*PAGE EXTRACT:*
"""

Smith v. Federal Reserve Bank of New York

Decision Date11 September 2003
Docket NumberNo. 03 CIV. 5658(HB).,03 CIV. 5658(HB).
Citation280 F.Supp.2d 314
PartiesRaymond Anthony SMITH, as Administrator of the Estate of George Eric Smith, deceased; and Katherine Soulas, in her own right, on behalf of her minor children, and as Executrix of the Estate of Timothy Soulas, deceased Plaintiffs, v. FEDERAL RESERVE BANK OF NEW YORK and Honorable John W. Snow, Secretary of the Treasury, Defendants.
CourtU.S. District Court — Southern District of New York
OPINION & ORDER

BAER, District Judge.

Plaintiffs move to enjoin the disbursement of funds in an account administered by the Secretary of the Treasury from which plaintiffs seek to satisfy a judgment they obtained. Defendants cross-move for summary judgment. The law gives the Court little choice in how it must decide this matter, and the timing of the decision, dictated by the exigencies of the litigation, is even more unfortunate. For the following reasons, plaintiffs' motion is DENIED and defendants' cross-motion is GRANTED.

I. INTRODUCTION
A. Background

Plaintiff Raymond Anthony Smith is the half-brother and the administrator of the estate of George Eric Smith, who was killed in the World Trade Center on September 11, 2001. Plaintiff Katherine Soulas is the wife and the executrix of the estate of Timothy Soulas, who was also killed in that tragedy. Raymond Anthony Smith and Katherine Soulas (collectively "plaintiffs") brought suit against several parties, including the Republic of Iraq pursuant to Section § 1605 of the Foreign Sovereign Immunities Act ("FSIA"). See Smith ex rel. Smith v. Islamic Emirate of Afghanistan, 262 F.Supp.2d 217, 226 (S.D.N.Y.2003). On May 7, 2003, this Court concluded that Iraq was liable to the plaintiffs for damages of $63,504,063.19. See id. at 240-41. Judgment was entered on May 23, 2003.

On July 30, 2003, plaintiffs instituted the instant lawsuit in which they seek a declaratory judgment that they are entitled to and may attach certain assets of the former Republic of Iraq that were frozen by the United States at the start of the first Gulf War in 1990 and that are currently held in a "Special Purposes Account" by the Federal Reserve Bank of New York ("FRBNY"). On the basis that the U.S. Government contends that it intended imminently to transfer those funds to Iraq for reconstruction purposes, plaintiffs moved by order to show cause on July 30, 2003 for a temporary restraining order and a preliminary injunction to prevent the FRBNY from transferring funds out of this account.1 A hearing on the preliminary injunction came on before Judge Daniels on August 5, 2003. Judge Daniels denied the preliminary injunction without prejudice and permitted plaintiffs to further develop the record and to renew their motion before me,2 which plaintiffs did. The parties submitted new briefs and this Court heard oral argument on September 3, 2003.

"""

*DATASET EXTRACT:*
"""

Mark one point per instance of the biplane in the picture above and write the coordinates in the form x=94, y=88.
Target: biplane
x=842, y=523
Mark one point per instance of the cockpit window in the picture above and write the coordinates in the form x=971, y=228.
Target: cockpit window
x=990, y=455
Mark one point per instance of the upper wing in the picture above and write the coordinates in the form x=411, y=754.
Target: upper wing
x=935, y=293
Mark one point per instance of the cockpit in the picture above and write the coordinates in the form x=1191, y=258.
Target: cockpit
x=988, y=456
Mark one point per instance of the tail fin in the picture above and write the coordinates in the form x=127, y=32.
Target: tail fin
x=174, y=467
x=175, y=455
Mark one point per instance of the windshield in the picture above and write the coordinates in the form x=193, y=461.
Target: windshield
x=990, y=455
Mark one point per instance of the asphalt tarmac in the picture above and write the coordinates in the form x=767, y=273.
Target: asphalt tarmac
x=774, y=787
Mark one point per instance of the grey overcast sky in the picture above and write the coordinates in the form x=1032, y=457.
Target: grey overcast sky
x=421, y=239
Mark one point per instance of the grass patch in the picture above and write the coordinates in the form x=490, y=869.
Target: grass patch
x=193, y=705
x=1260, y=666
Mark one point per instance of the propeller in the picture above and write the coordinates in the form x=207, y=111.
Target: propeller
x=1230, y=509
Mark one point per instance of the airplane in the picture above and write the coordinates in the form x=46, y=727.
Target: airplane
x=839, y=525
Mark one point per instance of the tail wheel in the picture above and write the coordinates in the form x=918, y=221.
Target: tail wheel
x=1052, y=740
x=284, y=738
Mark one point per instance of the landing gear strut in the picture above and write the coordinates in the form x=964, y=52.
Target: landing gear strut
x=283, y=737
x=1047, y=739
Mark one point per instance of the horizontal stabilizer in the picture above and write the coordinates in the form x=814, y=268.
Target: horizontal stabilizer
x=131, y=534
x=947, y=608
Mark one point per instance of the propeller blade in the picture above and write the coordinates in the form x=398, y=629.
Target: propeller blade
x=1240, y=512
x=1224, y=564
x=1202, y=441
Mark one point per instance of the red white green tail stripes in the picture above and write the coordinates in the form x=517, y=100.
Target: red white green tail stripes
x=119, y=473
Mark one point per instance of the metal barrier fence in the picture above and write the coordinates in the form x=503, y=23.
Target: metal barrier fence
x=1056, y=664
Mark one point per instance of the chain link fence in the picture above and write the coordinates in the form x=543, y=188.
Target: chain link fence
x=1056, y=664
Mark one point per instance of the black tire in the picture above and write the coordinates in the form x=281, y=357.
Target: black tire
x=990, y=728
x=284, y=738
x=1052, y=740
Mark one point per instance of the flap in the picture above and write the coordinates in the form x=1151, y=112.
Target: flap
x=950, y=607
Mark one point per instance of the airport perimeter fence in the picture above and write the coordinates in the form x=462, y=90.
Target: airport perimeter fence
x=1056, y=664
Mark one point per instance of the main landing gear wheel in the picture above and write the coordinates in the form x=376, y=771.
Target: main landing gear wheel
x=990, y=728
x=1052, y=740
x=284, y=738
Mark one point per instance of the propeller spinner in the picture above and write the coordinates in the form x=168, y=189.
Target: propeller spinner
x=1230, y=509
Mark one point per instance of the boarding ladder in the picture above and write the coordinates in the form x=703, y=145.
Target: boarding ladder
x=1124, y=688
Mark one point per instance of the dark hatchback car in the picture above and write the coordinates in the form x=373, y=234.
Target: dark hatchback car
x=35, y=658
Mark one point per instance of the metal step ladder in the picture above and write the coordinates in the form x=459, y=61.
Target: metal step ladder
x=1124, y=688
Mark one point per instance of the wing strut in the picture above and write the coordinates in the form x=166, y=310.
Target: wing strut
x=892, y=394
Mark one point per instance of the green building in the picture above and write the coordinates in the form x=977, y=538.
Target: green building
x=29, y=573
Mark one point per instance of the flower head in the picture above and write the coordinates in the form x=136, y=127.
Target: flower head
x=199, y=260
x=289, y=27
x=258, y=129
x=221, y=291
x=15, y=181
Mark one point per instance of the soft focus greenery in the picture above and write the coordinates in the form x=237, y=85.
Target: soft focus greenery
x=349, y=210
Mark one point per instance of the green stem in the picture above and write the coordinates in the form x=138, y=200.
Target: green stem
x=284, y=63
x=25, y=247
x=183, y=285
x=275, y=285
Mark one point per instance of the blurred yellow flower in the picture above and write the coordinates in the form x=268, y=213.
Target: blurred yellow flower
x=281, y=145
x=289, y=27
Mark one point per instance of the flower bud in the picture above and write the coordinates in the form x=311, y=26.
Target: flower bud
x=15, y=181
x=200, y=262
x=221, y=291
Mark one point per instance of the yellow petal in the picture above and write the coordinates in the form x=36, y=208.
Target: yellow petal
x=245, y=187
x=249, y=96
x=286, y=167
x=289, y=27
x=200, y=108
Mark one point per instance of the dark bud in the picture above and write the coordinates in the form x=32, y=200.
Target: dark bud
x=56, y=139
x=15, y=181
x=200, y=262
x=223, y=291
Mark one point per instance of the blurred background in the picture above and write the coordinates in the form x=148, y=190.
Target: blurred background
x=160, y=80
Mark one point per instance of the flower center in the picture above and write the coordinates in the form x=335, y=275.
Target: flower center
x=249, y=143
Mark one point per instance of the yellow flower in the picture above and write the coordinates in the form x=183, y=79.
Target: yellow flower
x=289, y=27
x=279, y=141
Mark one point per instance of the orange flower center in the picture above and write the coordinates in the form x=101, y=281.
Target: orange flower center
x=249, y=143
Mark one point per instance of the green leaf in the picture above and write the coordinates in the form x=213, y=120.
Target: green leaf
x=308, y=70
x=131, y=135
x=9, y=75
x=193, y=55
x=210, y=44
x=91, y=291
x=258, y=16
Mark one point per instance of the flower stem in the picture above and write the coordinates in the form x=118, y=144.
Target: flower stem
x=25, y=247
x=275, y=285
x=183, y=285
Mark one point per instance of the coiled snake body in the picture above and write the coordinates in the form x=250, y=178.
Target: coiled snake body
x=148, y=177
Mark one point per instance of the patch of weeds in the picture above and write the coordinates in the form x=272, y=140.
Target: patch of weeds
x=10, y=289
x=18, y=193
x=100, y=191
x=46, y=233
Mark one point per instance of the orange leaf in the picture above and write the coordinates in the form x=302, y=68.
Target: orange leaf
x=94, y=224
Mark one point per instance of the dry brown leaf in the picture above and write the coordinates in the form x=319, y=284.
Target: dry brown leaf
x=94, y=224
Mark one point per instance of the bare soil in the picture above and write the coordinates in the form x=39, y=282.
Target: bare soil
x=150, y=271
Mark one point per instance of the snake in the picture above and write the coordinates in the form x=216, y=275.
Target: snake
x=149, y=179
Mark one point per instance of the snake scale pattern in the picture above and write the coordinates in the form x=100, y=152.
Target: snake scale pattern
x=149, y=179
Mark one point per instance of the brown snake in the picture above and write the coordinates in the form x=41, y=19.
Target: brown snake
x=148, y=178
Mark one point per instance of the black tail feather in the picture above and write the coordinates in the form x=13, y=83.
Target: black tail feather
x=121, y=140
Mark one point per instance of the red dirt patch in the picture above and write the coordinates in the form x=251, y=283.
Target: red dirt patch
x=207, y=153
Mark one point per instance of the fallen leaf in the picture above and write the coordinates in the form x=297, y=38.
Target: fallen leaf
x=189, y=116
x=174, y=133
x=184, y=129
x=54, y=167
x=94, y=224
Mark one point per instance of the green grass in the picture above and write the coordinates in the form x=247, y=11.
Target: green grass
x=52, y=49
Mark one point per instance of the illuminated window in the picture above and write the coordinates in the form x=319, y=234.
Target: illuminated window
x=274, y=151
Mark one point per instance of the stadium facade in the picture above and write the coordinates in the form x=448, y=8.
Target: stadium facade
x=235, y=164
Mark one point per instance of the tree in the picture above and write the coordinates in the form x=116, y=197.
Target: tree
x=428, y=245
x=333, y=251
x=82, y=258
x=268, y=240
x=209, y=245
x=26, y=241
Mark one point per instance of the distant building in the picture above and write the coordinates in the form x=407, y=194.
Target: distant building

"""

*DIRECTIONS FOR THIS TASK:*
Answer these questions from the court opinion:
1. On what date was judgment entered against Iraq?
2. What is Katherine Soulas's relationship to Timothy Soulas?
3. On what date did the Court hear oral argument?

*ANSWER TO THE PROBLEM:*
1. May 23, 2003.
2. She is his wife and the executrix of his estate.
3. September 3, 2003.